*Goal of the exercise*
Reproduce the passage of the blog posts below word for word, starting with the words containing "There was an" and ending with "him was misplaced.".

*Quoted text*
Monday, February 25, 2008

Now What?

The title of this post doesn't refer to my job future, but to my blog future. The blog (I hate that word) was established to tell my story about my dismissal from KWNR. With my last post, that mission is essentially accomplished. I gotta tell ya, that last post really drained me. I've spoken with dozens of people about the events of December 3rd, but I'd never typed it out in detail like I did on the last post. To me, it was like taking a kick to the groin with a steel-toed shoe. I was upset, I was winded, I was depressed, and I was angry. I never anticiapted this blog to be cathartic, and if anything, typing out the hows and whys of the day I got dismissed had the opposite effect.

Do I continue to blog about my situation? How about my take on the radio industry? Or, how about just anything and everything- a freewheeling view of my twisted mind roaming the contemporary media landscape (in an election year, no less!)? Option One seems too self-indulgent. Option Two would probably be treated with great indifference. Option Three? Anyone with a thought in their head and a keyboard in their lap sounds off on every conceivable topic, so mine would just be added to a group that can only be improved by subtraction.

I know of a couple of people who read this blog, but I stay in touch with them through e-mail, so they already know where I stand on things. I need to know who's out there. I need to know that this is being read, and that people want more of where I'm coming from. Call the need to be wanted an offshoot of not being wanted. Please post a comment if you want this to continue. I have a lot to say, and a lot of time to say it.

Wednesday, February 20, 2008

December 3rd

I didn't think I'd post anything today but, truth be told, I'm bored. So here we go.

There was an excitement around the station when NB arrived on the scene, as he was saying all the right things. It didn't take very long for me to realize that whatever trust I had put in him was misplaced.

Within a week of NB taking over the job as Program Director, he pulled me aside and told me he was aware that my contract was coming to an end and promised that he would be taking care of that. I took that to mean I was safe. Wrong. He was taking care of it, alright. Anyway, that little meeting gave me some much needed peace of mind. The ratings were decent, and I had no reason to believe that I was going to be shown the door.

At the "cards on the table" meeting, NB told me that the senior vp (from previous posts: the one who didn't like me "but couldn't remember why") wanted to do away with news on the show. NB told me not to worry, that news would continue to be done. It only ate up five minutes an hour, and NB thought it was an important feature in the show. You're constantly told that the best radio is "live and local". Nothing's more live and local than news, right?

*Supplied data*

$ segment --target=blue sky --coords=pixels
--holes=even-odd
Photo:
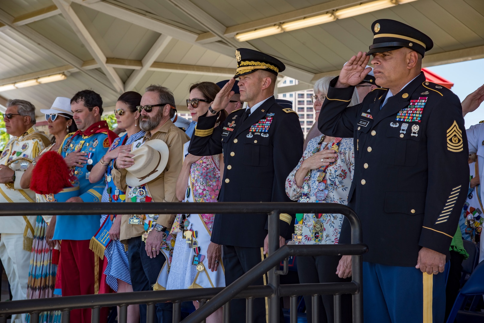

*The answer*
There was an excitement around the station when NB arrived on the scene, as he was saying all the right things. It didn't take very long for me to realize that whatever trust I had put in him was misplaced.